WORK ITEM> Copy every line of the data exactly, leaving nothing out.

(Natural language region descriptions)

○ ○ ○ ○ ○ ○ ○

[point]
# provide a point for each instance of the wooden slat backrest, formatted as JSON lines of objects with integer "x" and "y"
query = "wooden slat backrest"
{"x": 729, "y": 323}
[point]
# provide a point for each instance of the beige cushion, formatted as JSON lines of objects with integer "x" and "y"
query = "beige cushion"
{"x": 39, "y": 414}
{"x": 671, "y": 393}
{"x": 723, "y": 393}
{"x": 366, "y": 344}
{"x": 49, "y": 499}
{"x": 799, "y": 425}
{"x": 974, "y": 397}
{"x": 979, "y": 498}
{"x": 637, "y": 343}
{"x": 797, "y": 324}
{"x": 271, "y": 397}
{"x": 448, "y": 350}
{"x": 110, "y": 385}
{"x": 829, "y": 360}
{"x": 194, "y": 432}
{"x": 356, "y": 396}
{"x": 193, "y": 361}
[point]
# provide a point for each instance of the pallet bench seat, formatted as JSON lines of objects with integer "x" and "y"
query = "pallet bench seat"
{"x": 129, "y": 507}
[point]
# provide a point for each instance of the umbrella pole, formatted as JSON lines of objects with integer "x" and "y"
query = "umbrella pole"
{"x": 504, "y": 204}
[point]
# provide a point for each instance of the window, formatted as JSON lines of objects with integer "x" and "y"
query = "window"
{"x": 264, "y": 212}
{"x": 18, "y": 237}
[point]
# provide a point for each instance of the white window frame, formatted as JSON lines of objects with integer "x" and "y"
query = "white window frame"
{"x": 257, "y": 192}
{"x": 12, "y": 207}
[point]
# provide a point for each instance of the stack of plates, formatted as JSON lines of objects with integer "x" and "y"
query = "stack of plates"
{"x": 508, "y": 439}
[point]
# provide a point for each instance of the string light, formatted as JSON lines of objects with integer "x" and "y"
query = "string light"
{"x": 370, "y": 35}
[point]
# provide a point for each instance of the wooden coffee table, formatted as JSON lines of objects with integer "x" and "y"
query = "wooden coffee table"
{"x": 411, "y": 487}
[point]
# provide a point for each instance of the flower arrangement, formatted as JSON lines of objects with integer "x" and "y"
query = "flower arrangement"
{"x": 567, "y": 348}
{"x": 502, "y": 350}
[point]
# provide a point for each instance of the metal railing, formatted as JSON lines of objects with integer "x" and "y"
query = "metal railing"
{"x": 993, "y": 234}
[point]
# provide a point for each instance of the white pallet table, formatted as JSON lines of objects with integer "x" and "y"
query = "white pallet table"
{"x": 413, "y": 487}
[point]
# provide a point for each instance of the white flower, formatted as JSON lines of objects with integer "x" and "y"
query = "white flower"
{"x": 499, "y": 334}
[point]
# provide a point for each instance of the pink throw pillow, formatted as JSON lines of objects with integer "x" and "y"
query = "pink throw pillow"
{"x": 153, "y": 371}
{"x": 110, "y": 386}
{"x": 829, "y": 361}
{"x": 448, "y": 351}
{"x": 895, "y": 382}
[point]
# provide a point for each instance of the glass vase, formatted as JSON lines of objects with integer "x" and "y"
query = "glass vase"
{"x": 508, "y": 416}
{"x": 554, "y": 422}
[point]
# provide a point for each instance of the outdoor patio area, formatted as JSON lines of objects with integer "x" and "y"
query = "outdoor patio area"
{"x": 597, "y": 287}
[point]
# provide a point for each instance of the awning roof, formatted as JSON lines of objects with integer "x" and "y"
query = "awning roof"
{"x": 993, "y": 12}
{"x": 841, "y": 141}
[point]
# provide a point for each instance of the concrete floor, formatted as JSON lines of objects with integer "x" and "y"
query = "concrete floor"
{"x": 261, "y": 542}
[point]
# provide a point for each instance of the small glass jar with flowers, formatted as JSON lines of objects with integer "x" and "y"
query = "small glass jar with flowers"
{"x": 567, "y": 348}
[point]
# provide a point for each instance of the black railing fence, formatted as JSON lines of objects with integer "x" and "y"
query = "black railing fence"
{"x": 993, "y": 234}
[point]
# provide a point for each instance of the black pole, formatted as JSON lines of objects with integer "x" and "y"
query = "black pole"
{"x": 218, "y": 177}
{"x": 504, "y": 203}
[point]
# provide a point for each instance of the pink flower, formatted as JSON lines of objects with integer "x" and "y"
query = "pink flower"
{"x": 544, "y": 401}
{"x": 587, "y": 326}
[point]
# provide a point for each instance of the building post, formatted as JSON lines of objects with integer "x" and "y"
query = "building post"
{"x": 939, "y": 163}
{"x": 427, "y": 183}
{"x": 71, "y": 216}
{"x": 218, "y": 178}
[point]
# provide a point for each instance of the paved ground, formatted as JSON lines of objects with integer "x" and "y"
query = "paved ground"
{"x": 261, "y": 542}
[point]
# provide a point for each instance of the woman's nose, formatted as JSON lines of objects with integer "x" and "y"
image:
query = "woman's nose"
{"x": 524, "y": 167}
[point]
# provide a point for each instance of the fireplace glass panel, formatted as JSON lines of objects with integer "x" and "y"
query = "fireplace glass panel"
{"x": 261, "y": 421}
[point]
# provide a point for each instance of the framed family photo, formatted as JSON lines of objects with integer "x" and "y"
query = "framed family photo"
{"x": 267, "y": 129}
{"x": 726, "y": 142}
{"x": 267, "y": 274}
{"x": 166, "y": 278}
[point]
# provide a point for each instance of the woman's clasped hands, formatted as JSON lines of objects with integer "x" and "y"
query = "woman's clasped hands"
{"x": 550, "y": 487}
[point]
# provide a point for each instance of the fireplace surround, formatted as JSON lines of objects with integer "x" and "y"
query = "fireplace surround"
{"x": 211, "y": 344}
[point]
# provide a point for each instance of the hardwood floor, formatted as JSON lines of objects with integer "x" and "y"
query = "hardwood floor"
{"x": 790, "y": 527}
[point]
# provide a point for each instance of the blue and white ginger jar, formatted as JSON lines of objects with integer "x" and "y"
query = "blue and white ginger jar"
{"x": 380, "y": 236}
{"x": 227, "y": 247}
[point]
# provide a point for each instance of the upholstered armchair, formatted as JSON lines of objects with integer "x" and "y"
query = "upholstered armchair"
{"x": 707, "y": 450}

○ ○ ○ ○ ○ ○ ○

SOLUTION>
[point]
# provide a point for each instance of the wooden slat backrest, formatted as JSON lines of objects with integer "x" and "y"
query = "wooden slat backrest"
{"x": 729, "y": 323}
[point]
# provide a point for each instance of the beige cushion, formatted as JSON lines of objects with integer "x" and "y"
query = "beige cushion"
{"x": 39, "y": 414}
{"x": 671, "y": 393}
{"x": 723, "y": 393}
{"x": 366, "y": 344}
{"x": 49, "y": 499}
{"x": 799, "y": 425}
{"x": 974, "y": 397}
{"x": 979, "y": 498}
{"x": 637, "y": 343}
{"x": 797, "y": 324}
{"x": 271, "y": 397}
{"x": 448, "y": 350}
{"x": 110, "y": 385}
{"x": 829, "y": 360}
{"x": 194, "y": 432}
{"x": 356, "y": 396}
{"x": 193, "y": 361}
[point]
# provide a point for each instance of the pallet bench seat, formatted as JSON lines of objects with integer "x" and "y"
query = "pallet bench seat"
{"x": 129, "y": 507}
[point]
# provide a point for each instance of the umbrella pole, formatted as JSON lines of objects with integer "x" and "y"
query = "umbrella pole"
{"x": 504, "y": 204}
[point]
# provide a point for each instance of the window, formatted as JSON lines of objects with integer "x" and "y"
query = "window"
{"x": 264, "y": 212}
{"x": 18, "y": 237}
[point]
# provide a point for each instance of the white window frame, formatted as JSON lines of objects with integer "x" and "y"
query = "white window frame"
{"x": 257, "y": 192}
{"x": 12, "y": 207}
[point]
# provide a point for each instance of the stack of plates, formatted as JSON lines of objects with integer "x" and "y"
query = "stack of plates"
{"x": 508, "y": 439}
[point]
# provide a point for each instance of the string light, formatted as JSON lines of objects with integer "x" and "y"
query = "string light"
{"x": 370, "y": 35}
[point]
# provide a point for each instance of the wooden coffee table, formatted as JSON lines of objects with integer "x" and "y"
query = "wooden coffee table"
{"x": 411, "y": 487}
[point]
# provide a point for each instance of the flower arrangement, formatted as JSON lines of objects with integer "x" and "y"
query = "flower arrangement"
{"x": 567, "y": 348}
{"x": 502, "y": 350}
[point]
# provide a point for each instance of the metal railing, formatted as JSON lines of objects with integer "x" and "y"
query = "metal railing"
{"x": 993, "y": 234}
[point]
# provide a point for each instance of the white pallet table, formatted as JSON lines of objects with integer "x" and "y"
query = "white pallet table"
{"x": 413, "y": 487}
[point]
# provide a point for each instance of the white flower, formatted as JSON lines of objects with integer "x" and "y"
query = "white flower"
{"x": 499, "y": 334}
[point]
# provide a point for each instance of the pink throw pillow, formatted as JSON lines of objects with integer "x" and "y"
query = "pink throw pillow"
{"x": 153, "y": 371}
{"x": 110, "y": 386}
{"x": 829, "y": 361}
{"x": 448, "y": 351}
{"x": 895, "y": 382}
[point]
# provide a point for each instance of the glass vase, formatted as JSON lines of objects with integer "x" and "y"
query = "glass vase"
{"x": 508, "y": 416}
{"x": 554, "y": 422}
[point]
# provide a point for each instance of the outdoor patio area, formatted as JSON lines of objects with integer "x" and "y"
query = "outdoor patio area"
{"x": 597, "y": 287}
[point]
# provide a point for each instance of the awning roof, formatted as JSON lines of objects with integer "x" and "y"
query = "awning roof"
{"x": 993, "y": 12}
{"x": 841, "y": 141}
[point]
# provide a point for each instance of the concrete floor, formatted as JSON lines of objects with integer "x" and "y"
query = "concrete floor"
{"x": 261, "y": 542}
[point]
# provide a point for each instance of the small glass jar with flowers, formatted as JSON lines of objects with integer "x" and "y"
query = "small glass jar with flowers"
{"x": 567, "y": 348}
[point]
# provide a point for each instance of the black railing fence, formatted as JSON lines of objects with integer "x" and "y"
query = "black railing fence"
{"x": 993, "y": 234}
[point]
# provide a point for each instance of the black pole, formatted as JSON lines of objects with integer "x" and "y"
query = "black pole"
{"x": 218, "y": 177}
{"x": 504, "y": 203}
[point]
# provide a point for each instance of the pink flower, formatted as JSON lines of objects with integer "x" and "y"
query = "pink flower"
{"x": 544, "y": 401}
{"x": 587, "y": 326}
[point]
# provide a point for each instance of the building post, formatted as JSON lines of objects with integer "x" and "y"
query = "building post"
{"x": 939, "y": 163}
{"x": 427, "y": 183}
{"x": 71, "y": 216}
{"x": 218, "y": 178}
[point]
# provide a point for each instance of the paved ground, formatted as JSON lines of objects with integer "x" and "y"
query = "paved ground"
{"x": 261, "y": 542}
[point]
# provide a point for each instance of the woman's nose, formatted as JSON lines of objects with integer "x" and "y"
image:
query = "woman's nose"
{"x": 524, "y": 167}
[point]
# provide a point for each instance of the fireplace glass panel, formatted as JSON lines of objects with integer "x" and "y"
query = "fireplace glass panel"
{"x": 261, "y": 421}
[point]
# provide a point for each instance of the framed family photo, formatted as JSON lines of objects with integer "x" and "y"
query = "framed family photo"
{"x": 267, "y": 129}
{"x": 726, "y": 142}
{"x": 267, "y": 274}
{"x": 166, "y": 278}
[point]
# provide a point for each instance of the woman's clasped hands, formatted as JSON lines of objects with integer "x" and "y"
query = "woman's clasped hands"
{"x": 550, "y": 487}
[point]
# provide a point for each instance of the fireplace surround, formatted as JSON lines of objects with integer "x" and "y"
query = "fireplace surround"
{"x": 211, "y": 344}
[point]
# provide a point for each instance of the hardwood floor, formatted as JSON lines of objects with integer "x" and "y"
query = "hardwood floor"
{"x": 790, "y": 527}
[point]
# provide a point for each instance of the blue and white ginger jar, formatted as JSON lines of objects with integer "x" and "y"
query = "blue and white ginger jar"
{"x": 380, "y": 236}
{"x": 227, "y": 247}
[point]
# provide a point for each instance of the upholstered armchair, formatted as JSON lines of objects with integer "x" and "y"
query = "upholstered armchair"
{"x": 707, "y": 450}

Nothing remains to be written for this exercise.